§ **Stated exercise**
Reproduce every entry below verbatim, line for line, with no changes.

§ **Working data**
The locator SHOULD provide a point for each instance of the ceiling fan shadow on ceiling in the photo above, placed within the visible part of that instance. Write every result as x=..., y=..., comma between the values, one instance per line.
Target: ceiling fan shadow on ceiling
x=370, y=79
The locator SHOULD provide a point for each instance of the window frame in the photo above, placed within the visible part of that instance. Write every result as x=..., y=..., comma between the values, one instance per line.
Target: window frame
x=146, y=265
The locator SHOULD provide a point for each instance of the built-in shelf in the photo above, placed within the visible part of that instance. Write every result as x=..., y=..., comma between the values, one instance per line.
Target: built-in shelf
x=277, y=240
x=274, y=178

§ **Expected answer**
The locator SHOULD provide a point for each instance of the ceiling fan shadow on ceiling in the photo above, placed within the visible part of that instance. Write every result as x=..., y=..., comma between the values, one instance per line.
Target: ceiling fan shadow on ceiling
x=370, y=79
The locator SHOULD provide a point for each instance of the window frame in the photo above, placed within the visible part of that instance. Write every result as x=..., y=..., comma between the values, one instance per line.
Target: window frame
x=146, y=265
The locator SHOULD provide a point for each instance of the built-in shelf in the photo above, placed within the visible part of that instance. Write every result as x=..., y=..., comma between the values, one instance per line.
Target: built-in shelf
x=277, y=240
x=274, y=178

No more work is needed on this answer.